-------- INPUT FOR THIS TASK
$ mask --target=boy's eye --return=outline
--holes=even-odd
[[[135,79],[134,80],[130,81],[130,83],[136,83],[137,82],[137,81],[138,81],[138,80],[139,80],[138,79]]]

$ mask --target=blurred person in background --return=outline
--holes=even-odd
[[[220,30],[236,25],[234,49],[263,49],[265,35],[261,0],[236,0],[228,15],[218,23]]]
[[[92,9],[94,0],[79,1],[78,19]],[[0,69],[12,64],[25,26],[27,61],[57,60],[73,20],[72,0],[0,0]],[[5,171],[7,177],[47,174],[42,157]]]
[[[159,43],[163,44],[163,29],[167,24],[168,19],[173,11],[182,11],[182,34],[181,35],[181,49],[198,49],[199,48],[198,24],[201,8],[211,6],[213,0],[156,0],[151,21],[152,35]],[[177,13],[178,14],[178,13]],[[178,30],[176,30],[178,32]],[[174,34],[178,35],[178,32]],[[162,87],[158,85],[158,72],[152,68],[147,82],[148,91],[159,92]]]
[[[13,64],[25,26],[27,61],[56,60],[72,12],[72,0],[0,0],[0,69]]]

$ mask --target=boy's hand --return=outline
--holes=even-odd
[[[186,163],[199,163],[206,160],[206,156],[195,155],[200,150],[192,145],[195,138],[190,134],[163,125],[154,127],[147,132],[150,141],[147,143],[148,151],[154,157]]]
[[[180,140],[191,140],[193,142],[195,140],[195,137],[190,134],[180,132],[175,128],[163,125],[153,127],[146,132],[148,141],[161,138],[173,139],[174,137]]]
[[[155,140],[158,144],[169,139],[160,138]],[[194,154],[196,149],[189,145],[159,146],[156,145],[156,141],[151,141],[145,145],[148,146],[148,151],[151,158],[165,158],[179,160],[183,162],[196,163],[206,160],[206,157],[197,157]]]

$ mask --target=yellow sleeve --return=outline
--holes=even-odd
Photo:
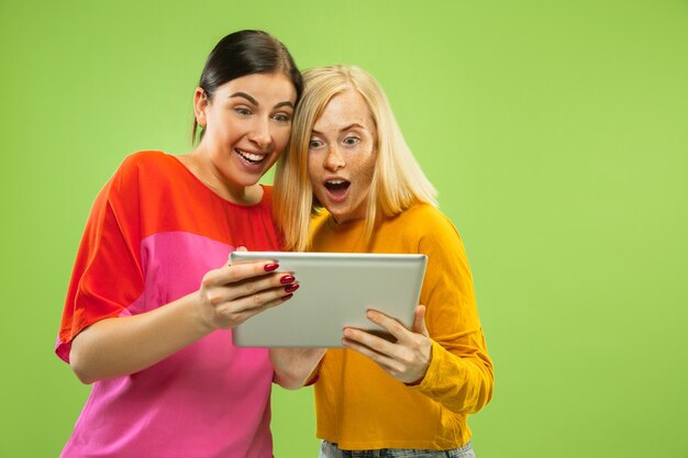
[[[419,252],[428,255],[421,304],[432,338],[432,359],[411,390],[446,409],[469,414],[492,396],[492,361],[478,319],[473,276],[456,228],[437,211],[425,215]]]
----------------
Format every line of the entries above as a Markdown table with two columns, Row and Line, numbering the rows in order and omitting blank lines. Leave the pictures out of the table.

- RESPONSE
| Row | Line |
|---|---|
| 1 | $ mask --target=boy's eye --return=outline |
| 2 | --holes=even-odd |
| 3 | [[[135,79],[134,80],[130,81],[130,83],[136,83],[137,82],[137,81],[138,81],[138,80],[139,80],[138,79]]] |
| 4 | $ mask --target=blurred person in background --return=outline |
| 5 | --holes=even-odd |
| 6 | [[[220,30],[236,25],[234,49],[263,49],[265,35],[261,0],[236,0],[228,15],[218,23]]] |
| 7 | [[[92,9],[94,0],[79,1],[78,19]],[[0,69],[12,64],[25,26],[27,61],[57,60],[73,20],[72,0],[0,0]],[[5,171],[7,177],[47,174],[42,157]]] |
| 8 | [[[159,43],[163,44],[163,29],[167,24],[168,19],[173,11],[182,11],[182,34],[181,35],[181,49],[198,49],[199,48],[198,24],[201,8],[211,6],[213,0],[156,0],[151,21],[152,35]],[[177,13],[178,14],[178,13]],[[178,30],[176,30],[178,32]],[[174,34],[178,35],[178,32]],[[162,87],[158,85],[158,72],[152,68],[147,82],[148,91],[159,92]]] |
| 9 | [[[13,64],[25,26],[27,61],[56,60],[72,12],[72,0],[0,0],[0,69]]] |
| 10 | $ mask --target=boy's hand --return=outline |
| 11 | --holes=even-odd |
| 12 | [[[186,163],[199,163],[206,160],[206,156],[195,155],[200,150],[192,145],[195,138],[190,134],[163,125],[154,127],[147,132],[150,141],[147,143],[148,151],[154,157]]] |
| 13 | [[[180,140],[191,140],[193,142],[195,140],[195,137],[190,134],[180,132],[175,128],[163,125],[153,127],[146,132],[148,141],[161,138],[173,139],[174,137]]] |
| 14 | [[[155,140],[158,144],[169,139],[160,138]],[[194,154],[196,149],[189,145],[159,146],[156,145],[156,141],[151,141],[145,145],[148,146],[148,151],[151,158],[165,158],[179,160],[183,162],[196,163],[206,160],[206,157],[197,157]]] |
| 15 | $ mask --target=yellow sleeve --return=outline |
| 16 | --holes=even-odd |
| 17 | Photo: |
| 18 | [[[419,252],[428,255],[421,304],[432,338],[432,359],[411,390],[446,409],[469,414],[492,396],[492,361],[478,319],[473,276],[456,228],[437,211],[425,215]]] |